TASK TO COMPLETE => Return each line in the data below that contains the word "blurred", copied unchanged.
_ _ _ _ _
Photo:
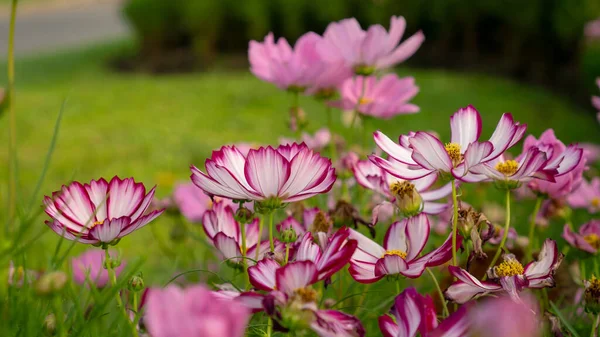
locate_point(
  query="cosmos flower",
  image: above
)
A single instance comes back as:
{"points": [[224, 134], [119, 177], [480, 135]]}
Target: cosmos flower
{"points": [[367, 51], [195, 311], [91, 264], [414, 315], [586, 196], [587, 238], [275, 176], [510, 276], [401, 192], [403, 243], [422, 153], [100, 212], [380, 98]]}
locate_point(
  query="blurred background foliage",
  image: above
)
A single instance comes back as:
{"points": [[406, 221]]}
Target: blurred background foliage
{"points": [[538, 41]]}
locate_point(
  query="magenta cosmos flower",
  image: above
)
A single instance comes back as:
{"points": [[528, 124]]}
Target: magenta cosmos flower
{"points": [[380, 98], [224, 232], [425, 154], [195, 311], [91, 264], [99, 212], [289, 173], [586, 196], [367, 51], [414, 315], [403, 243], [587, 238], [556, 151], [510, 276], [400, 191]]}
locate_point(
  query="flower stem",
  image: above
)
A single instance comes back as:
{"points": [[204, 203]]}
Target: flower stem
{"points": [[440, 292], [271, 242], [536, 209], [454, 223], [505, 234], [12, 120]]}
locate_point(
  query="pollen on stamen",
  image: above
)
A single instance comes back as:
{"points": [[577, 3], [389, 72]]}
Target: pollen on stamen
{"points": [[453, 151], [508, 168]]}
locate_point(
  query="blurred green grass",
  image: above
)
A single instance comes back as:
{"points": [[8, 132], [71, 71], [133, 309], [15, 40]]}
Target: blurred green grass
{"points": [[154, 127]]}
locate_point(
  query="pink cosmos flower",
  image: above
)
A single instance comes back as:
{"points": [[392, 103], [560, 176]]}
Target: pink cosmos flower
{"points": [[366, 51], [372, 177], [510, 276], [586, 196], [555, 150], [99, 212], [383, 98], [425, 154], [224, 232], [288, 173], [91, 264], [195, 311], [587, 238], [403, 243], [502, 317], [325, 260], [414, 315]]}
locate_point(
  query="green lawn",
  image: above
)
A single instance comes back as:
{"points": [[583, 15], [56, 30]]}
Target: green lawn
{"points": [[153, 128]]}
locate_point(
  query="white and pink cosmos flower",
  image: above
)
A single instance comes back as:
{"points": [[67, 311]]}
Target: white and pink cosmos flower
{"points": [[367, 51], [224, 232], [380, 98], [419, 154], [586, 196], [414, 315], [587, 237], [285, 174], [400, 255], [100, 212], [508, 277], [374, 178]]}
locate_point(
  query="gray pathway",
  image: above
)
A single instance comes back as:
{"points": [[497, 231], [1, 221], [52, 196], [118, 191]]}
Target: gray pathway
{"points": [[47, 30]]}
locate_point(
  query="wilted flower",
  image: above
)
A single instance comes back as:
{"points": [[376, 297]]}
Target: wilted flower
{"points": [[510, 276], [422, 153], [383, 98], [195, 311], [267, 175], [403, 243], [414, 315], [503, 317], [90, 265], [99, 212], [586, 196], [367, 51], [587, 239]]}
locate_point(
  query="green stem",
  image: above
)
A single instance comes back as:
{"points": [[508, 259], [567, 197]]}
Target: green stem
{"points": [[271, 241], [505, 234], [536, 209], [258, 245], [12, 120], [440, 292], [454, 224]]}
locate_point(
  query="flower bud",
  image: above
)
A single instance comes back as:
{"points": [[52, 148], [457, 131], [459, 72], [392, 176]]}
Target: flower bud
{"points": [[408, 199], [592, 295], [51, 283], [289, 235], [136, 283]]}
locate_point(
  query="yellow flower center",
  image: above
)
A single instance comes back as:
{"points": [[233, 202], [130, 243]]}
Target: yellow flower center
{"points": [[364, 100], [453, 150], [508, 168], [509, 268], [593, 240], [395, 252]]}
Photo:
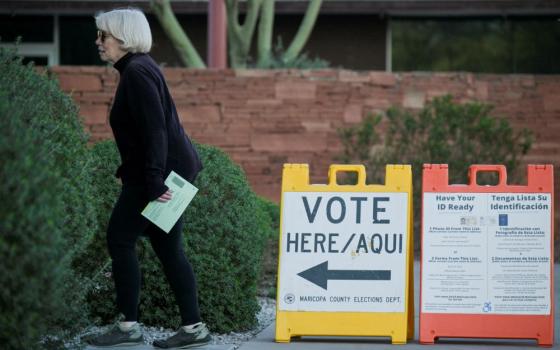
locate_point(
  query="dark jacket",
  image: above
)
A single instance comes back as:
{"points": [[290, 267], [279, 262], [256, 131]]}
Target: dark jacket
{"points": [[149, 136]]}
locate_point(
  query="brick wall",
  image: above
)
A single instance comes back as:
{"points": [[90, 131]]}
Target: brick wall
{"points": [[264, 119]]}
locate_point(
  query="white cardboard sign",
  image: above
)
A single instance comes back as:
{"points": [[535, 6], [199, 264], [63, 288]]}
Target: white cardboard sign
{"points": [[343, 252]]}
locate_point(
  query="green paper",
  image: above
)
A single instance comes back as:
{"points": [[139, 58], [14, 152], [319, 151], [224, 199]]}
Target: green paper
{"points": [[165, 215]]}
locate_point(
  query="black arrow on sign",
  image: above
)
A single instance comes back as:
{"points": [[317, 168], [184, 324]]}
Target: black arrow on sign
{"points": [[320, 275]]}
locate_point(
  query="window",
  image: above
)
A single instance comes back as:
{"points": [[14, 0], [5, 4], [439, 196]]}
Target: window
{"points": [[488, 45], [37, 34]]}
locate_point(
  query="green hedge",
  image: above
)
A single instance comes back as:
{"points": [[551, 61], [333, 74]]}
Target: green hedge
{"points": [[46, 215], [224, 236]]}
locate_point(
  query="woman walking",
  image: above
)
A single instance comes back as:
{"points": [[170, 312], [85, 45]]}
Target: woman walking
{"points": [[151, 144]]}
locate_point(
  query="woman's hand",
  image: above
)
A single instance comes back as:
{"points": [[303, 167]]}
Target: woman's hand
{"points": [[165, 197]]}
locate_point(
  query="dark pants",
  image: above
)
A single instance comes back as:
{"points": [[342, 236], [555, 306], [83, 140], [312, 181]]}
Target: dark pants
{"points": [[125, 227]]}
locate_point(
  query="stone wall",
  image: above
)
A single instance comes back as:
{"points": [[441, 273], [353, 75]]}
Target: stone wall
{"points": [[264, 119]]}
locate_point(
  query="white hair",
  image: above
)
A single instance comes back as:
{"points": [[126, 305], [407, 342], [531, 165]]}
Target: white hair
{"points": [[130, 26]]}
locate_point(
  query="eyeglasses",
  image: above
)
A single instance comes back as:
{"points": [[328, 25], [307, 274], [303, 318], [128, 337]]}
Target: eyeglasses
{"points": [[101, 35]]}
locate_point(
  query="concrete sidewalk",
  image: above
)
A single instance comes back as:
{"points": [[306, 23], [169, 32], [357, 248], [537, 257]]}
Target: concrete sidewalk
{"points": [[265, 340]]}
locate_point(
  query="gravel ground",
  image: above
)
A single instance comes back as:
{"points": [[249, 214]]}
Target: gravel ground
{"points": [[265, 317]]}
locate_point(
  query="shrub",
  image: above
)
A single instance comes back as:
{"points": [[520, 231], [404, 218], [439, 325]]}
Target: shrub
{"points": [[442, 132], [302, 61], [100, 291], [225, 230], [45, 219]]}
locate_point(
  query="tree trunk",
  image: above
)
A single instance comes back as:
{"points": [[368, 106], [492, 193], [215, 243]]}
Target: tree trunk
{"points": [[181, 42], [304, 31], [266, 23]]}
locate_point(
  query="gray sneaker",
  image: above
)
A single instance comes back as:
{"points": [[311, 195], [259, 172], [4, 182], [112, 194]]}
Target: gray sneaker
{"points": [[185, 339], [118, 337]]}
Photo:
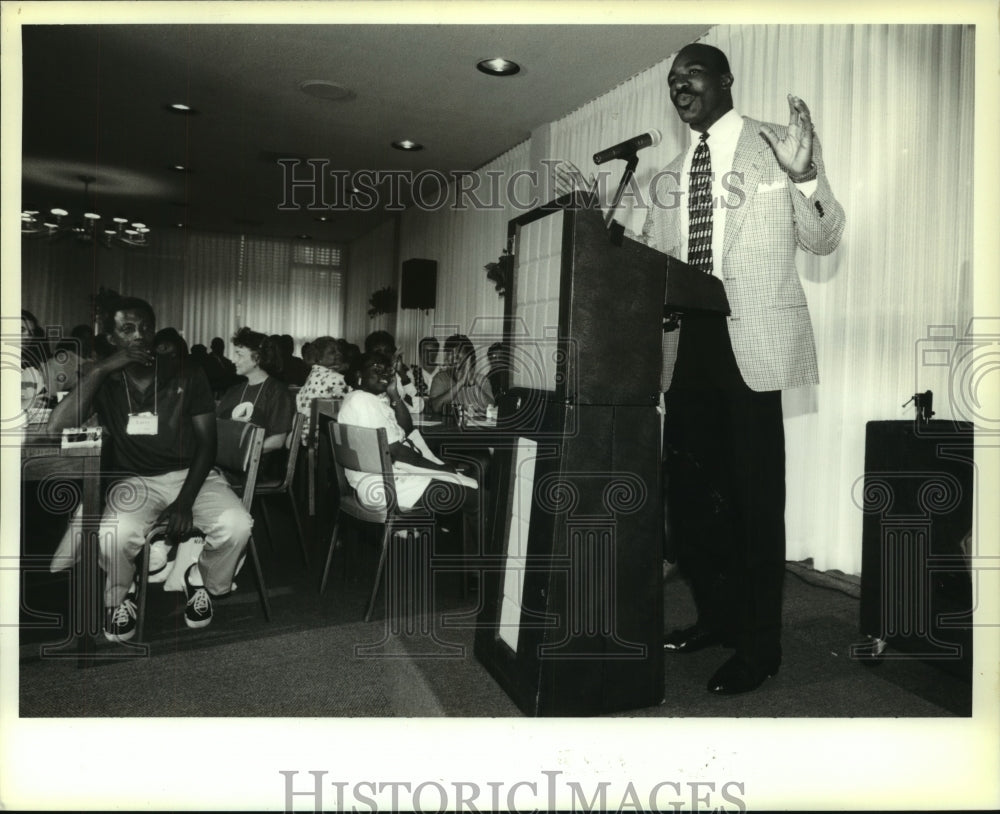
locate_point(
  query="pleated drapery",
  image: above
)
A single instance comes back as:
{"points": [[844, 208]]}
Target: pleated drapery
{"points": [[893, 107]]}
_ _ _ _ _
OUTPUT OF THE TASK =>
  query="blurred background foliage",
Target: blurred background foliage
  query="blurred green grass",
Target: blurred green grass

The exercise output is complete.